== Work item ==
Could you please reproduce the entries exactly, leaving out any pictures?

== Data for this exercise ==
═══
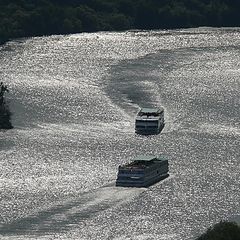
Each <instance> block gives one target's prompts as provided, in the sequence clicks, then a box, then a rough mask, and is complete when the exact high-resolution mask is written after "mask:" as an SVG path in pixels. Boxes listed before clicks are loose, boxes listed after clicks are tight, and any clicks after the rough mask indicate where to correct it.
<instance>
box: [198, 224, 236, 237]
mask: <svg viewBox="0 0 240 240" xmlns="http://www.w3.org/2000/svg"><path fill="white" fill-rule="evenodd" d="M197 240H240V227H239V226H238V225H237V224H236V223H233V222H220V223H218V224H216V225H214V226H213V227H211V228H209V229H208V230H207V232H206V233H204V234H202V235H201V236H200V237H199V238H197Z"/></svg>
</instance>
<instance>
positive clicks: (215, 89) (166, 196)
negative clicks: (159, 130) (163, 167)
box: [0, 28, 240, 240]
mask: <svg viewBox="0 0 240 240" xmlns="http://www.w3.org/2000/svg"><path fill="white" fill-rule="evenodd" d="M239 50H240V29H211V28H199V29H185V30H184V29H183V30H175V31H151V32H148V31H146V32H141V31H140V32H139V31H134V32H122V33H107V32H106V33H105V32H103V33H92V34H76V35H68V36H52V37H40V38H33V39H26V40H25V39H23V40H19V41H12V42H9V43H7V44H6V45H4V46H1V47H0V63H1V64H0V78H1V79H2V80H3V81H4V82H6V83H7V84H8V85H9V88H10V93H9V94H8V96H7V98H8V100H9V101H10V106H11V109H12V111H13V112H14V115H13V117H12V118H13V124H14V126H15V128H14V129H13V130H10V131H7V132H0V151H1V155H0V164H1V170H0V236H1V239H11V240H12V239H183V240H186V239H194V238H195V237H196V236H197V235H199V234H200V233H201V232H203V231H204V230H205V229H206V228H207V227H209V226H210V225H212V224H214V223H216V222H218V221H220V220H224V219H229V218H231V217H232V216H234V215H240V213H239V211H240V203H239V196H240V193H239V189H240V184H239V175H240V165H239V156H240V155H239V153H240V151H239V136H240V124H239V106H240V101H239V99H240V91H239V89H240V80H239V77H240V51H239ZM141 106H163V107H164V108H165V112H166V126H165V128H164V130H163V131H162V133H161V134H160V135H156V136H148V137H147V136H138V135H136V134H135V133H134V118H135V115H136V113H137V111H138V110H139V108H140V107H141ZM145 153H148V154H156V155H157V154H160V153H164V154H167V155H169V156H170V161H169V162H170V177H169V178H168V179H166V180H164V181H162V182H160V183H157V184H155V185H153V186H151V187H150V188H147V189H145V188H141V189H134V188H116V187H114V183H115V179H116V174H117V167H118V165H119V164H122V163H124V162H127V161H130V159H131V158H132V157H135V156H136V155H139V154H145Z"/></svg>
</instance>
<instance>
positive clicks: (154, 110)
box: [140, 107, 163, 113]
mask: <svg viewBox="0 0 240 240" xmlns="http://www.w3.org/2000/svg"><path fill="white" fill-rule="evenodd" d="M161 111H163V108H162V107H159V108H148V107H146V108H141V110H140V112H142V113H158V112H161Z"/></svg>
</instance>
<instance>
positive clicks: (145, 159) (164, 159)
mask: <svg viewBox="0 0 240 240" xmlns="http://www.w3.org/2000/svg"><path fill="white" fill-rule="evenodd" d="M167 159H168V158H167V156H165V155H161V156H155V155H139V156H136V157H135V158H134V159H133V161H144V162H149V161H153V160H157V161H163V160H167Z"/></svg>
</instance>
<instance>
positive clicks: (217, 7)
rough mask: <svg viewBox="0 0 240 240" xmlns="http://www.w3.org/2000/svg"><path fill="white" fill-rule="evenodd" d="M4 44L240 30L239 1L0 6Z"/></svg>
mask: <svg viewBox="0 0 240 240" xmlns="http://www.w3.org/2000/svg"><path fill="white" fill-rule="evenodd" d="M0 9H1V11H0V42H3V41H5V40H7V39H10V38H18V37H28V36H41V35H50V34H68V33H78V32H93V31H102V30H104V31H105V30H106V31H112V30H116V31H119V30H120V31H121V30H127V29H163V28H164V29H166V28H187V27H198V26H213V27H222V26H240V18H239V14H238V12H239V10H240V1H236V0H161V1H160V0H0Z"/></svg>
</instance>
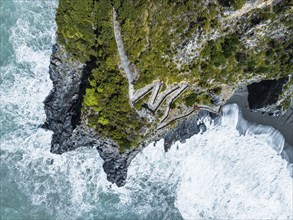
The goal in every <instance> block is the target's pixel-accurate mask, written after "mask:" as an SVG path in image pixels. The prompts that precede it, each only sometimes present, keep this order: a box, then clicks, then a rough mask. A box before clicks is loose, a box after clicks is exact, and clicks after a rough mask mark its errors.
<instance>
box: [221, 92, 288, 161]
═══
== Output below ==
Each <instance> block gives one target's prompts as provided, in the sequence clicks, then a box, then a rough mask, and is complete when the exact high-resolution mask is written after "mask:" as an SVG path in pixels. Boxes listed before clicks are loose, boxes listed after clicks are tight, and any clicks after the rough mask indicate where to correct it.
<instance>
box: [198, 224, 236, 237]
mask: <svg viewBox="0 0 240 240" xmlns="http://www.w3.org/2000/svg"><path fill="white" fill-rule="evenodd" d="M197 240H240V227H239V226H238V225H237V224H236V223H233V222H220V223H218V224H216V225H214V226H213V227H211V228H209V229H208V230H207V232H206V233H204V234H202V235H201V236H200V237H199V238H197Z"/></svg>
</instance>
<instance>
positive clicks: (215, 89) (166, 196)
negative clicks: (159, 130) (163, 167)
box: [0, 28, 240, 240]
mask: <svg viewBox="0 0 240 240" xmlns="http://www.w3.org/2000/svg"><path fill="white" fill-rule="evenodd" d="M239 50H240V29H211V28H199V29H185V30H184V29H183V30H175V31H151V32H148V31H146V32H141V31H140V32H139V31H134V32H122V33H107V32H106V33H105V32H103V33H92V34H76V35H68V36H52V37H40V38H33V39H26V40H25V39H23V40H19V41H12V42H9V43H7V44H6V45H4V46H1V47H0V63H1V64H0V78H1V79H2V80H3V81H4V82H6V83H7V84H8V85H9V88H10V93H9V94H8V96H7V98H8V100H9V101H10V106H11V109H12V111H13V112H14V115H13V117H12V118H13V124H14V126H15V128H14V129H13V130H10V131H7V132H0V151H1V155H0V164H1V170H0V236H1V239H11V240H12V239H183V240H186V239H194V238H195V237H196V236H197V235H199V234H200V233H201V232H203V231H204V230H205V229H206V228H207V227H209V226H210V225H212V224H214V223H216V222H218V221H220V220H224V219H229V218H231V217H232V216H234V215H240V213H239V211H240V203H239V196H240V193H239V189H240V184H239V175H240V165H239V156H240V155H239V153H240V151H239V136H240V124H239V106H240V101H239V99H240V91H239V89H240V80H239V77H240V51H239ZM141 106H163V107H164V108H165V112H166V126H165V128H164V130H163V131H162V133H161V134H160V135H156V136H148V137H147V136H138V135H136V134H135V133H134V118H135V115H136V113H137V111H138V110H139V108H140V107H141ZM145 153H148V154H156V155H157V154H160V153H164V154H167V155H169V156H170V161H169V162H170V177H169V178H168V179H166V180H164V181H162V182H160V183H157V184H155V185H153V186H151V187H150V188H147V189H145V188H141V189H134V188H116V187H114V183H115V179H116V174H117V167H118V165H119V164H122V163H124V162H127V161H130V159H131V158H132V157H135V156H136V155H139V154H145Z"/></svg>
</instance>
<instance>
positive clicks: (154, 110)
box: [140, 107, 163, 113]
mask: <svg viewBox="0 0 240 240" xmlns="http://www.w3.org/2000/svg"><path fill="white" fill-rule="evenodd" d="M161 111H163V108H162V107H159V108H148V107H146V108H141V110H140V112H142V113H158V112H161Z"/></svg>
</instance>
<instance>
positive clicks: (145, 159) (164, 159)
mask: <svg viewBox="0 0 240 240" xmlns="http://www.w3.org/2000/svg"><path fill="white" fill-rule="evenodd" d="M167 159H168V158H167V156H165V155H161V156H155V155H139V156H136V157H135V158H134V159H133V161H144V162H149V161H153V160H157V161H163V160H167Z"/></svg>
</instance>
<instance>
positive clicks: (217, 7)
rough mask: <svg viewBox="0 0 240 240" xmlns="http://www.w3.org/2000/svg"><path fill="white" fill-rule="evenodd" d="M4 44L240 30L239 1L0 6Z"/></svg>
mask: <svg viewBox="0 0 240 240" xmlns="http://www.w3.org/2000/svg"><path fill="white" fill-rule="evenodd" d="M0 9H1V11H0V42H3V41H5V40H7V39H10V38H18V37H28V36H41V35H50V34H68V33H78V32H93V31H102V30H104V31H105V30H106V31H112V30H116V31H119V30H120V31H121V30H127V29H163V28H164V29H166V28H187V27H198V26H213V27H222V26H240V18H239V14H238V12H239V10H240V1H236V0H161V1H160V0H0Z"/></svg>
</instance>
The goal in every <instance> block is the target's pixel-accurate mask, written after "mask:" as an SVG path in image pixels. The prompts that precede it, each only sometimes present, keep this order: a box, then clicks, then a rough mask. A box before clicks is loose, a box after clicks is exact, and clicks after a rough mask mark its errors.
<instance>
box: [221, 92, 288, 161]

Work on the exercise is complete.